About this task: Print all the records below, word for word and in full.

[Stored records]
===
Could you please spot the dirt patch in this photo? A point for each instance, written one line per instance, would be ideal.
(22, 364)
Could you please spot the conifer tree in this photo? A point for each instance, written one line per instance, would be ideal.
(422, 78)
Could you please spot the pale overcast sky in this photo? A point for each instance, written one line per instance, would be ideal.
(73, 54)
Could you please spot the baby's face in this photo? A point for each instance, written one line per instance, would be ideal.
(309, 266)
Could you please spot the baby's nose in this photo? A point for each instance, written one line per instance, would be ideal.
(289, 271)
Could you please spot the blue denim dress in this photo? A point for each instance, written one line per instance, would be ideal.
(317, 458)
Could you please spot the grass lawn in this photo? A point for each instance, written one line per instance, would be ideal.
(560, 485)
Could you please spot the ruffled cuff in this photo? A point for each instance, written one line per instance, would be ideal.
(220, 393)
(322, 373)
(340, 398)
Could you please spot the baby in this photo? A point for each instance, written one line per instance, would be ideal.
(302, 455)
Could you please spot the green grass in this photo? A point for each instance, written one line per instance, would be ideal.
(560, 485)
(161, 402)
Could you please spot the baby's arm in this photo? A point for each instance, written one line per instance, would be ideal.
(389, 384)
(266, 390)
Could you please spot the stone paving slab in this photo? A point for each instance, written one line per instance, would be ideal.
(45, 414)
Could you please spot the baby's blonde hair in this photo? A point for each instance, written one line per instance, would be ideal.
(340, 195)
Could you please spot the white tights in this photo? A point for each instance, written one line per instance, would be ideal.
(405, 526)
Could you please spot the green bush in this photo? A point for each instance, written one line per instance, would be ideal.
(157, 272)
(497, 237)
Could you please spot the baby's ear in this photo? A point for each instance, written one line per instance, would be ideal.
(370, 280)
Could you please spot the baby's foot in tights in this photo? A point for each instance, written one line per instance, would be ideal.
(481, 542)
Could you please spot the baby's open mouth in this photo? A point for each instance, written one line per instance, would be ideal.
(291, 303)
===
Answer area:
Could you please spot the dirt patch in this photo? A point for each instance, written one line per instance, would be ideal.
(22, 364)
Could you please spot the conifer tree in this photo? A point for each instance, written one line per instance, would be ideal.
(422, 78)
Could you please spot the pale overcast sky in this photo? A point for each instance, written one line per instance, would be ideal.
(73, 54)
Could you please spot the baby's face in this photo? A point for each instance, written one line per instance, would be ideal.
(309, 266)
Could you please spot the baby's nose in this photo? A point for each instance, written one line per instance, would be ideal.
(289, 271)
Could you please spot the blue denim dress in this photo? A point for each instance, written one line per instance, would be ideal.
(317, 458)
Could you please spot the grass lawn in this photo? A point for each instance, written one line per instance, would be ideal.
(560, 485)
Could you please spot the ruffled cuff in this photo? A point for each instance, written one line per instance, would be ideal.
(220, 393)
(322, 373)
(340, 398)
Could you please spot the baby in this photo? A point for each instance, written one line per instance, would be ideal.
(302, 455)
Could you please spot the green grass in this photo? A point for each instance, written one line per instance, would be ideal.
(560, 485)
(161, 402)
Could you please spot the baby's arm in this photo? A point for each instance, written one line per instance, would be ideal.
(389, 384)
(266, 390)
Could you please spot the stone paving slab in this photo? A point for each instance, written one line per instance, would be ideal.
(45, 414)
Could you please spot the baby's blonde hair in this photo? A point for each instance, written one line per instance, would be ideal.
(340, 195)
Could you please spot the white tights in this photo? A point for each instance, written one line per instance, would be ideal.
(405, 526)
Could you please spot the green bush in this photo? A point for each instance, written one line per instance, would be ideal.
(157, 272)
(497, 237)
Could you please spot the baby's ear in this photo? A point for each instance, written one line per instance, would be ideal.
(370, 280)
Could you please spot the baby's foot in tights in this photo? A point for each instance, written one line per instance, would be ideal.
(481, 542)
Could you please spot the baby's open mouth in this photo? A point for each instance, written one line per instance, would be ideal.
(291, 303)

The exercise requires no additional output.